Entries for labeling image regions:
>> begin

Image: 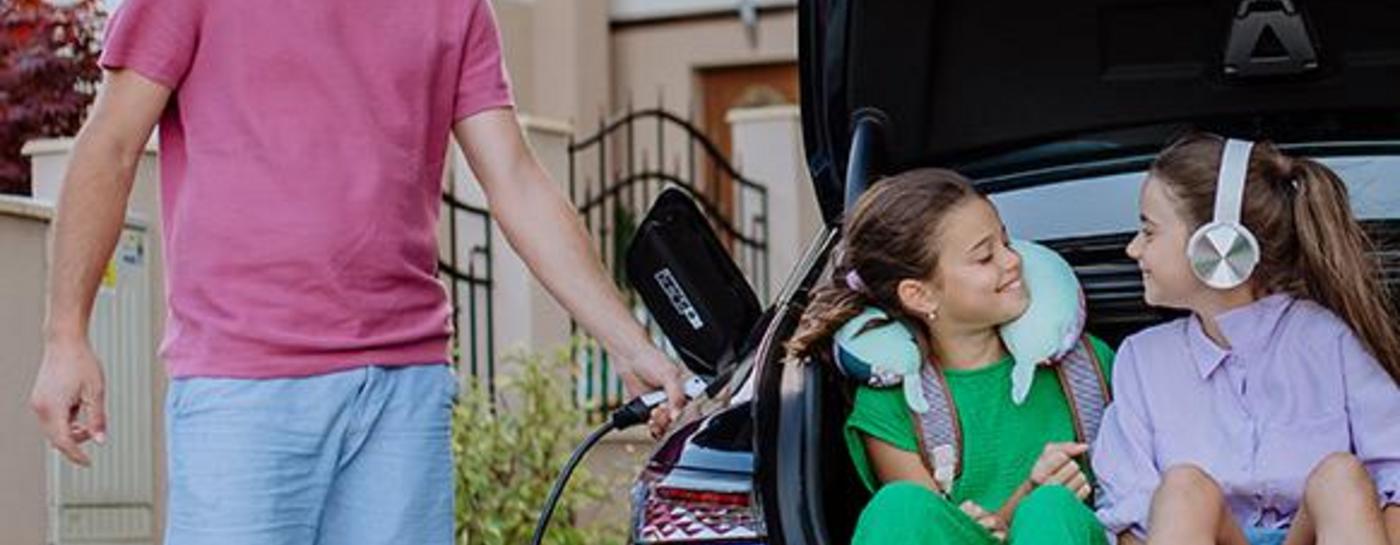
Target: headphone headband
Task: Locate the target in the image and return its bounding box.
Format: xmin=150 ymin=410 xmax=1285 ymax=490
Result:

>> end

#### Your goal
Reproduce every line of the material above word for word, leaving out the picture.

#### Answer to the exercise
Image: 
Target: headphone headband
Task: Locate the target in the image and return its bounding box.
Format: xmin=150 ymin=410 xmax=1285 ymax=490
Result:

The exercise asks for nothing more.